AIM OF THE TASK: Copy the lines below word for word, leaving out the pictures.

Lines pointing to named objects:
##########
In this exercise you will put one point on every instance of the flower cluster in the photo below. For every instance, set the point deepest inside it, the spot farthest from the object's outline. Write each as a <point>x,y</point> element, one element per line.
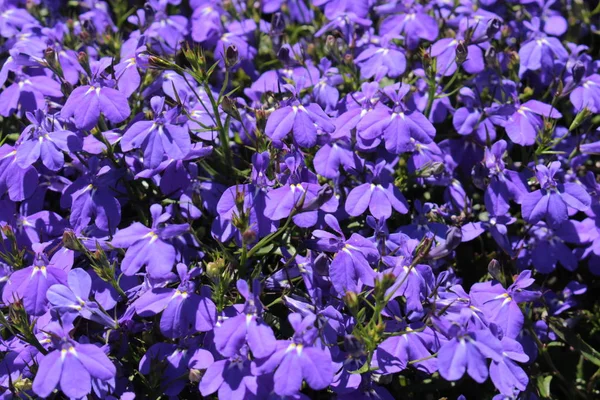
<point>350,199</point>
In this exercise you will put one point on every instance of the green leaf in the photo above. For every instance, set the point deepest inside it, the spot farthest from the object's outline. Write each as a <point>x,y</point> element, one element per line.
<point>543,383</point>
<point>573,339</point>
##########
OUTPUT:
In this exercise you will put one point on every instance of the flower cluster in the photo below. For every instance, set the point deepest inside it, the spot farthest from the object's outline. Write each as a <point>x,y</point> element, one element per line.
<point>350,199</point>
In this exercise you will put one point on every instance of the green leaf in the photo above. For every instance, set the point deepest inside it, the spot farthest from the object's outline. Write each as a <point>x,y</point> element, one element per line.
<point>543,383</point>
<point>573,339</point>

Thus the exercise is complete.